SCIENZA E RICERCA

Proteggere i dati sensibili con i fotoni

Un’enorme quantità di dati sensibili viaggia ogni giorno nella rete: numeri di carte di credito, email, referti medici, gli stessi contenuti dei social network, con un netto trend in crescita. A seconda del contesto, è spesso essenziale garantire che questi dati siano, a seconda dei casi, integri (non alterati), confidenziali (noti solo all’interessato) o autentici (con un mittente sicuro), o tutte queste cose assieme. Gli algoritmi che permettono ciò utilizzano chiavi crittografiche, sequenze segrete e casuali di 0 e 1 condivise solo tra mittente e destinatario e deliberatamente nascoste al resto della rete. 

Queste chiavi devono quindi essere scambiate in modo completamente sicuro. Gli esperimenti condotti utilizzando la crittografia quantistica in luogo dei metodi classici, dimostrano che questo scambio può avvenire a distanza utilizzando i quanti di luce - i fotoni - come mezzo di comunicazione. A livello sperimentale si sono ottenute dimostrazioni di questo metodo tra terminali collegati con fibre ottiche o in spazio libero, come in una dimostrazione pubblica avvenuta nel salone del palazzo della Ragione, a Padova due anni fa. 

In una ricerca pubblicata il 6 settembre 2013 su Nature Communications, Davide Bacco, Matteo Canale, Nicola Laurenti, Giuseppe Vallone e Paolo Villoresi, tutti del dipartimento di ingegneria dell'informazione dell'università di Padova, hanno studiato e dimostrato sperimentalmente il limite massimo della distribuzione quantistica delle chiavi in condizioni reali, ossia in presenza di rumore ambientale e trasmettendo un numero limitato di fotoni in presenza di intrusi con diverse capacità.

DESCRIZIONE DEL PROBLEMA: Secondo il brano estratto, su quale rivista è stata pubblicata la ricerca del 6 settembre 2013? Le voci che seguono non sono necessarie.

DATI:
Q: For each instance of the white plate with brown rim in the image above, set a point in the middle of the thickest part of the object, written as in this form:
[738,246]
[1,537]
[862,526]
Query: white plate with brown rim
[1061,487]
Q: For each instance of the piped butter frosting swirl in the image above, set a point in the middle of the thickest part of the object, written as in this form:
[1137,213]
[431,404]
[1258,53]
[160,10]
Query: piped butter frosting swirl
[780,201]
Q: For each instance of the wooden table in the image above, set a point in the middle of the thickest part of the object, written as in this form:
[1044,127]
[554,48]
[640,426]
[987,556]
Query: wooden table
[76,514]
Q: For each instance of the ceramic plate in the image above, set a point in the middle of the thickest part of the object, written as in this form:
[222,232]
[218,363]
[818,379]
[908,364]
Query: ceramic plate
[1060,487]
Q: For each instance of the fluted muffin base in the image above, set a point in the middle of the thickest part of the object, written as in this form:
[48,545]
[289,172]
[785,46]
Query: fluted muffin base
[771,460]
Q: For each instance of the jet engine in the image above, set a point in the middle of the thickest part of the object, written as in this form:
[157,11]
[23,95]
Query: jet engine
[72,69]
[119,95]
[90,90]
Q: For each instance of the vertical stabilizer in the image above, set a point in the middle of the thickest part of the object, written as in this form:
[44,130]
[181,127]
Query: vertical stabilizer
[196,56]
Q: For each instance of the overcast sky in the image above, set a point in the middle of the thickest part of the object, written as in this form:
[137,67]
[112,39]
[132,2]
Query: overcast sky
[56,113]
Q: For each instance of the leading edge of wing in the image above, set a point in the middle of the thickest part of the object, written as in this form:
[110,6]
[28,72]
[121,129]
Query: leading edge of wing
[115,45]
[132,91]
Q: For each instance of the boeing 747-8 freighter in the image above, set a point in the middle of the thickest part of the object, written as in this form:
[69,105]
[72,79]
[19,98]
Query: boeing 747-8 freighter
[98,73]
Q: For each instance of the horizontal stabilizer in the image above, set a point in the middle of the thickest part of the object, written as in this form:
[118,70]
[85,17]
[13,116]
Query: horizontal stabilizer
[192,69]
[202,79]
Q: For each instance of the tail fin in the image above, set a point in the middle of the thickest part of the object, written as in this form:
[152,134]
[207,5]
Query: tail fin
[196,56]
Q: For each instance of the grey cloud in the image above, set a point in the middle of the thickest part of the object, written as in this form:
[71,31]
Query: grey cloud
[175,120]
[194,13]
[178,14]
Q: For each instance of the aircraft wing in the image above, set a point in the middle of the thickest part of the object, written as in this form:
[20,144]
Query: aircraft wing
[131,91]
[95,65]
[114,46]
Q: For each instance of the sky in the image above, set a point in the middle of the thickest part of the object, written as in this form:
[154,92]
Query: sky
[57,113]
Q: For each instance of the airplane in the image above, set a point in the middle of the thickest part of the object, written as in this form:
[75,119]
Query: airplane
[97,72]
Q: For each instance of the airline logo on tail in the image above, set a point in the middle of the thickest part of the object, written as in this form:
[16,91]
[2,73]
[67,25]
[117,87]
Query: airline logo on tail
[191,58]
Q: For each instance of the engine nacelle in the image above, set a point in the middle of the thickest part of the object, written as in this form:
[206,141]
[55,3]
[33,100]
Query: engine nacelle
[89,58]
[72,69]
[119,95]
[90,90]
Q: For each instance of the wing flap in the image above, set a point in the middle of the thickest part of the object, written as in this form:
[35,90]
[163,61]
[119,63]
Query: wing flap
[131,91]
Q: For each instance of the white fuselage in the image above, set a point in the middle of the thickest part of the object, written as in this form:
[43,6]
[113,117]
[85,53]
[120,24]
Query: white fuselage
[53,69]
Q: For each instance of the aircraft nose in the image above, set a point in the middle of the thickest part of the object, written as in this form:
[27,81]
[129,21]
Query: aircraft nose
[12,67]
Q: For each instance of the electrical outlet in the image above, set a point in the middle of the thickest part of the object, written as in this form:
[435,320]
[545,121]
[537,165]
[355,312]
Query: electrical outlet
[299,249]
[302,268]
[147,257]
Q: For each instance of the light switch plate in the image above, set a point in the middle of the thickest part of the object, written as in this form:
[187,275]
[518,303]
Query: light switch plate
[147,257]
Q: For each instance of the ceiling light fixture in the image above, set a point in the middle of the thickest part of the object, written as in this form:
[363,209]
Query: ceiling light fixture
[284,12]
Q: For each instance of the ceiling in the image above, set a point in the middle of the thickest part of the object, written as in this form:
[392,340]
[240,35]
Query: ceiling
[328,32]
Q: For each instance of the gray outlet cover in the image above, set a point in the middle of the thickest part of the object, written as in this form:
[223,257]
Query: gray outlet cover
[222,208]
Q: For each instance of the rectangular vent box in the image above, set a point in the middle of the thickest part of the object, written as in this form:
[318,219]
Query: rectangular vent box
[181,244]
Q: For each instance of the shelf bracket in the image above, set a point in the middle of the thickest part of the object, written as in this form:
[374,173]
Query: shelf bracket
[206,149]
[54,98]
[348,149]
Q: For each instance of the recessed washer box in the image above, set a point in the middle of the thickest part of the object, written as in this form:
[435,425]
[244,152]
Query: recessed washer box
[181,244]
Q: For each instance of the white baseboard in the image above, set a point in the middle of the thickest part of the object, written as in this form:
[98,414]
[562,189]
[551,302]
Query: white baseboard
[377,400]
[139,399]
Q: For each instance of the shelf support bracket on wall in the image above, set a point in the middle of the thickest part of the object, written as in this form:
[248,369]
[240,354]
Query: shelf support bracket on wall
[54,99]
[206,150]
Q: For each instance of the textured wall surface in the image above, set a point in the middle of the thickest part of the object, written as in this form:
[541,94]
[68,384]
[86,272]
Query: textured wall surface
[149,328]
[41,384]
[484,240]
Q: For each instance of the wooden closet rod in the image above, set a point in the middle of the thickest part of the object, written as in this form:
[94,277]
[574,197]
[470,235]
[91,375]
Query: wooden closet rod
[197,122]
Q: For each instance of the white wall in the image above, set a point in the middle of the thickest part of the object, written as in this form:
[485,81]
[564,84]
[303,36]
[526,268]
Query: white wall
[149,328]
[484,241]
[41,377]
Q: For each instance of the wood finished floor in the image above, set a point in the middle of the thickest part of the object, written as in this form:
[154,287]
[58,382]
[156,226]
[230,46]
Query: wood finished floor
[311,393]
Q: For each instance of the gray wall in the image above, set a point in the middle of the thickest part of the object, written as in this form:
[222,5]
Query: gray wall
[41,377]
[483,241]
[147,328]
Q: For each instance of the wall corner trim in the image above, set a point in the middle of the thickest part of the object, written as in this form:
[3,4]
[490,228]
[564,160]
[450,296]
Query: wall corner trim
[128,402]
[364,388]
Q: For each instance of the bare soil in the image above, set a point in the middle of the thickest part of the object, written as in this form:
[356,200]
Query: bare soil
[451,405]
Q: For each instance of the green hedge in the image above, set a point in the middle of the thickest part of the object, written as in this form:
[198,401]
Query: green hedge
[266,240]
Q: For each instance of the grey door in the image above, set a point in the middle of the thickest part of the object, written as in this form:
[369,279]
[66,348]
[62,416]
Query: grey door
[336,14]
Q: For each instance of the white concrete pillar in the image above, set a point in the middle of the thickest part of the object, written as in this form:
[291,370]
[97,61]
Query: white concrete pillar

RISPOSTA: Su Nature Communications.